● **Exercise objective**
Reproduce the entries below word for word, leaving out the pictures.

(Entries from a dataset)
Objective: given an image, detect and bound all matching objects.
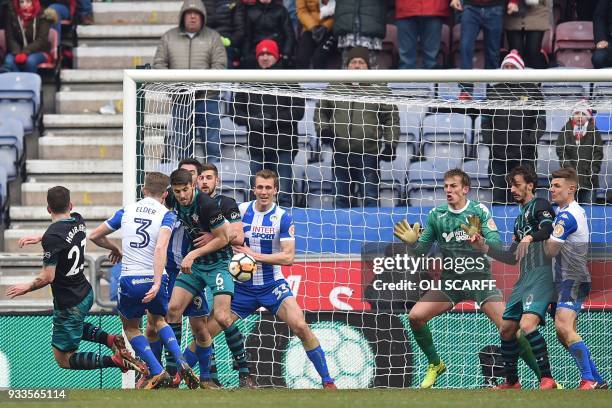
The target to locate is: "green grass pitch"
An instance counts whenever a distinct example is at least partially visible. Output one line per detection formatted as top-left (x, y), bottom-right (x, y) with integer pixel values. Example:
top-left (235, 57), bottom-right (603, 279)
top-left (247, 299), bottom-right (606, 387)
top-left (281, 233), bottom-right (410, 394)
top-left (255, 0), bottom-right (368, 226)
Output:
top-left (1, 389), bottom-right (612, 408)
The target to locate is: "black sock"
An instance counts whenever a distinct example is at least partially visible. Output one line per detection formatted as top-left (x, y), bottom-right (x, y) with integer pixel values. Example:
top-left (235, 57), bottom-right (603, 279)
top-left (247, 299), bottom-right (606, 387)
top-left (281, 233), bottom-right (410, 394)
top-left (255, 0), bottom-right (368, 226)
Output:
top-left (501, 339), bottom-right (519, 384)
top-left (525, 330), bottom-right (552, 377)
top-left (166, 322), bottom-right (183, 376)
top-left (83, 323), bottom-right (108, 346)
top-left (68, 352), bottom-right (117, 370)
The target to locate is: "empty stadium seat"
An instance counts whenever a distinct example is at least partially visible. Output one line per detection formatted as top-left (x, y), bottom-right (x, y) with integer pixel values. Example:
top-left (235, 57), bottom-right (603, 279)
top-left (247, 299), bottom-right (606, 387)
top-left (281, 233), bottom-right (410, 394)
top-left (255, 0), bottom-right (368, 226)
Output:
top-left (0, 72), bottom-right (41, 133)
top-left (0, 116), bottom-right (24, 180)
top-left (555, 21), bottom-right (594, 68)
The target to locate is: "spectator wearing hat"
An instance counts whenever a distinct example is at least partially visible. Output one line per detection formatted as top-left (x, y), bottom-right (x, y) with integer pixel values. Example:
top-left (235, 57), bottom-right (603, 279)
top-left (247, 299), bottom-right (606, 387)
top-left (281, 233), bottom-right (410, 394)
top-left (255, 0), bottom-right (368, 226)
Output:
top-left (334, 0), bottom-right (387, 69)
top-left (204, 0), bottom-right (246, 68)
top-left (314, 47), bottom-right (400, 208)
top-left (241, 0), bottom-right (295, 68)
top-left (557, 99), bottom-right (604, 204)
top-left (295, 0), bottom-right (337, 69)
top-left (395, 0), bottom-right (450, 69)
top-left (450, 0), bottom-right (519, 99)
top-left (4, 0), bottom-right (55, 72)
top-left (230, 39), bottom-right (305, 207)
top-left (592, 0), bottom-right (612, 68)
top-left (504, 0), bottom-right (552, 69)
top-left (481, 50), bottom-right (546, 204)
top-left (153, 0), bottom-right (227, 162)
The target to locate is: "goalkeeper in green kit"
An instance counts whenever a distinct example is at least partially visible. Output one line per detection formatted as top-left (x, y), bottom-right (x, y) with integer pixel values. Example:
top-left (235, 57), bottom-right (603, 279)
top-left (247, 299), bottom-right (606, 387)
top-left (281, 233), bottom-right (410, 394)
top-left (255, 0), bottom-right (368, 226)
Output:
top-left (394, 169), bottom-right (539, 388)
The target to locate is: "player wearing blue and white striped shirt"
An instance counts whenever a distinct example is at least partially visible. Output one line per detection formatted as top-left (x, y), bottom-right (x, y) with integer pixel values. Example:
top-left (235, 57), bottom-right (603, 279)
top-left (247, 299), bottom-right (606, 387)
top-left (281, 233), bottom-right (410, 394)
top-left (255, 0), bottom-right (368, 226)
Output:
top-left (232, 169), bottom-right (336, 389)
top-left (90, 173), bottom-right (197, 388)
top-left (545, 168), bottom-right (607, 390)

● **Completed task**
Objective: given an image, detect and bound all matching objects.
The target to locate is: "green grass pitch"
An instance counts whenever a distinct example is at least partially visible. Output one line per detection formatted as top-left (x, y), bottom-right (x, y) with integer pixel values. Example:
top-left (235, 57), bottom-right (603, 279)
top-left (247, 299), bottom-right (606, 387)
top-left (281, 233), bottom-right (410, 394)
top-left (255, 0), bottom-right (368, 226)
Output:
top-left (1, 389), bottom-right (612, 408)
The target to locate is: "black sock"
An instance counts whenever a distinct example is at least partially visible. Output one line per detection formatted as top-left (x, y), bottom-right (x, y) with integer pixel values. Example:
top-left (235, 57), bottom-right (603, 279)
top-left (247, 299), bottom-right (606, 387)
top-left (281, 233), bottom-right (410, 394)
top-left (255, 0), bottom-right (368, 226)
Output:
top-left (501, 339), bottom-right (519, 384)
top-left (525, 330), bottom-right (552, 377)
top-left (166, 322), bottom-right (183, 376)
top-left (83, 323), bottom-right (108, 346)
top-left (68, 352), bottom-right (117, 370)
The target to locate is: "empty stadium seat"
An instance counts whenever a distinct example is at least partially visible. Output one line per detection formatted as top-left (x, y), bottom-right (x, y) with integer pixel values. Example:
top-left (235, 57), bottom-right (603, 279)
top-left (247, 299), bottom-right (606, 387)
top-left (281, 233), bottom-right (410, 394)
top-left (255, 0), bottom-right (368, 226)
Output:
top-left (0, 72), bottom-right (41, 133)
top-left (0, 116), bottom-right (24, 180)
top-left (555, 21), bottom-right (594, 68)
The target to locate is: "spectator wearing hat"
An instance counts whenever a distinct example is at least partially visible. Output one line per detection formatted as top-left (x, y), bottom-right (x, y) with integer pixel values. Example:
top-left (235, 57), bottom-right (603, 279)
top-left (247, 299), bottom-right (606, 387)
top-left (281, 233), bottom-right (410, 394)
top-left (255, 0), bottom-right (368, 226)
Output:
top-left (334, 0), bottom-right (387, 69)
top-left (204, 0), bottom-right (246, 68)
top-left (314, 47), bottom-right (400, 208)
top-left (241, 0), bottom-right (295, 68)
top-left (557, 99), bottom-right (604, 204)
top-left (295, 0), bottom-right (337, 69)
top-left (395, 0), bottom-right (450, 69)
top-left (450, 0), bottom-right (519, 99)
top-left (4, 0), bottom-right (55, 72)
top-left (230, 39), bottom-right (305, 207)
top-left (592, 0), bottom-right (612, 68)
top-left (504, 0), bottom-right (552, 69)
top-left (481, 50), bottom-right (546, 204)
top-left (153, 0), bottom-right (227, 162)
The target to locate is: "goalkeeper in green kit"
An instance counts whenever a distinct example is at least partially visible. Output one line per detection formatted as top-left (x, y), bottom-right (x, y) with integer pixel values. Example:
top-left (235, 57), bottom-right (603, 279)
top-left (247, 299), bottom-right (606, 387)
top-left (281, 233), bottom-right (410, 394)
top-left (255, 0), bottom-right (368, 226)
Output:
top-left (394, 169), bottom-right (539, 388)
The target to locate is: "player wearing blue and white striped shirt"
An instance counts whenever a distinct example is at least partially visible. Output one line per detection formatted as top-left (x, y), bottom-right (x, y) with integer pixel values. Example:
top-left (235, 57), bottom-right (603, 279)
top-left (247, 299), bottom-right (606, 387)
top-left (281, 233), bottom-right (410, 394)
top-left (255, 0), bottom-right (368, 226)
Output:
top-left (232, 169), bottom-right (336, 389)
top-left (90, 173), bottom-right (197, 388)
top-left (545, 168), bottom-right (607, 390)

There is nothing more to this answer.